- _Problem statement_:
In the entries that follow, identify the line containing "Q: For each instance of the white background" and return it together with all later lines, exactly as they appear.

- _Record excerpts_:
==================================================

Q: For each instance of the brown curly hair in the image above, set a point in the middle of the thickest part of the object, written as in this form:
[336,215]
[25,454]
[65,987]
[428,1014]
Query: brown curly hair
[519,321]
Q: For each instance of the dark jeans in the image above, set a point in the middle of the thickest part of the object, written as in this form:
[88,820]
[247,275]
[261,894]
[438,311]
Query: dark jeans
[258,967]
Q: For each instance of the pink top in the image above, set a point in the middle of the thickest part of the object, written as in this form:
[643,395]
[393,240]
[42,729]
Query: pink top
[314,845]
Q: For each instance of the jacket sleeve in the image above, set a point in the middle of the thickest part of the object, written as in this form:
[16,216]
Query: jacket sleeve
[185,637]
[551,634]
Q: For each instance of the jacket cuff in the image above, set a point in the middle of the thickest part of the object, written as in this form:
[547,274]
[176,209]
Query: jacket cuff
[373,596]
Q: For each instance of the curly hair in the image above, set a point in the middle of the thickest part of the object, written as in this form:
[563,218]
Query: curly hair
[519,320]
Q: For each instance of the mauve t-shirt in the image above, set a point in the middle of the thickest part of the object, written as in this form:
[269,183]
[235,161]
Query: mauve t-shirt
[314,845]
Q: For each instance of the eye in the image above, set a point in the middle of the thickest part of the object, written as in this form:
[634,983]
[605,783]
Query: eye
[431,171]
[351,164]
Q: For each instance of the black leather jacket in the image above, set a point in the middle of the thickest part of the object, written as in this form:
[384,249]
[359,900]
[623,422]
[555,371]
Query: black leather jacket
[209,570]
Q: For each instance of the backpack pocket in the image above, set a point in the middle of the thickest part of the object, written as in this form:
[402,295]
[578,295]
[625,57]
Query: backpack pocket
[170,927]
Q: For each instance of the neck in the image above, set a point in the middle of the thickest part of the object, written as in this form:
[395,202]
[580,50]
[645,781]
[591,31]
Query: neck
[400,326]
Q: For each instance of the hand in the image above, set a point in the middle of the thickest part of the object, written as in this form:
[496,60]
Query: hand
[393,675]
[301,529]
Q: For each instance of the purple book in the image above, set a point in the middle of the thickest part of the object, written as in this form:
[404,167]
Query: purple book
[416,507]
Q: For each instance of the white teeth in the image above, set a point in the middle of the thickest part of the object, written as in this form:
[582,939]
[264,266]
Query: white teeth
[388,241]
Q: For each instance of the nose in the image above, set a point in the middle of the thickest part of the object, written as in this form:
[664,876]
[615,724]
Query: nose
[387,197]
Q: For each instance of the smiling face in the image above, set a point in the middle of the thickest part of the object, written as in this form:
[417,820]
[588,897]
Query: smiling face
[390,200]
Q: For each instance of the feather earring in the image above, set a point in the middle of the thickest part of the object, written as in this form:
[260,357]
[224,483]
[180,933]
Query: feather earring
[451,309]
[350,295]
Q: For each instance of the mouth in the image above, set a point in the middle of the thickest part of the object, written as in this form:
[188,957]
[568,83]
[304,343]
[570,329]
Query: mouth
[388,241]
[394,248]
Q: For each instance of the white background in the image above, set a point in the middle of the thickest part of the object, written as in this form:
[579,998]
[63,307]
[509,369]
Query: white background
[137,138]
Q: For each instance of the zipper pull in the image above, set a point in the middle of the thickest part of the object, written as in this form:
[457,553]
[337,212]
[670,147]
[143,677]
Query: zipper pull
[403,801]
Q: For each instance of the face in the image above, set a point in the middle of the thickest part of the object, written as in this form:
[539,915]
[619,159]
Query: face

==================================================

- _Finished task_:
Q: For each instance of the white background in the image above, set a point in the middle of the thickest part of the object, written as in this form:
[579,998]
[63,307]
[509,369]
Query: white background
[137,138]
Q: For each instance of the zipper pull in the image above, set a point in the middle of the thickest part of the object, written as in this form:
[457,553]
[337,212]
[670,147]
[143,677]
Query: zipper pull
[403,801]
Q: For each instance of the face in the image above, set a point in the middle of the thickest part of the object, written as in this form:
[539,915]
[619,159]
Query: face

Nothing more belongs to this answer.